▶ [Your goal]:
Reproduce each of the following lines verbatim, with no change to any character.

▶ [Material supplied]:
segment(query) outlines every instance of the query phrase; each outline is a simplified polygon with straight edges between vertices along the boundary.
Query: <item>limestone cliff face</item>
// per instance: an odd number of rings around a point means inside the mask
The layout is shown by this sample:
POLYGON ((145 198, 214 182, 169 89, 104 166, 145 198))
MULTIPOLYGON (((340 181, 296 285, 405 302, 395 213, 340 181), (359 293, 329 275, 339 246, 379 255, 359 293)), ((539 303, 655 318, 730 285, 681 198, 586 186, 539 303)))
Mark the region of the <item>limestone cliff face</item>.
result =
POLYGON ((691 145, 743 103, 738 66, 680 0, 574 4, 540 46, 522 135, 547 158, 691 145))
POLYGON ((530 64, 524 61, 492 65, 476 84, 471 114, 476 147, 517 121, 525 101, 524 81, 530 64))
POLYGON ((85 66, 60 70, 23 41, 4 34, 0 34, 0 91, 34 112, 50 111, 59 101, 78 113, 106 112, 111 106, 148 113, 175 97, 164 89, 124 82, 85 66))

▶ [Reply to the task]:
segment(query) outlines every instance of the query phrase; each outline is a simplified polygon with straight edges between vertices along the boundary.
Query: <item>limestone cliff face</item>
// per instance: an odd number of rings around a point means inside the mask
The layout is shown by this sample:
POLYGON ((145 198, 214 182, 169 89, 104 166, 145 198))
MULTIPOLYGON (((340 181, 296 285, 405 302, 395 213, 340 181), (359 293, 329 275, 339 246, 379 255, 359 293)), ((539 303, 655 318, 730 285, 681 198, 586 186, 539 303)))
Mark the region of the <item>limestone cliff face</item>.
result =
POLYGON ((691 145, 743 103, 738 66, 680 0, 574 4, 540 46, 522 135, 547 158, 691 145))
POLYGON ((530 64, 524 61, 492 65, 476 84, 471 114, 476 147, 517 121, 525 101, 524 81, 530 64))
POLYGON ((85 66, 60 70, 23 41, 4 34, 0 34, 0 91, 34 112, 50 111, 59 101, 78 113, 106 112, 111 106, 148 113, 175 97, 164 89, 124 82, 85 66))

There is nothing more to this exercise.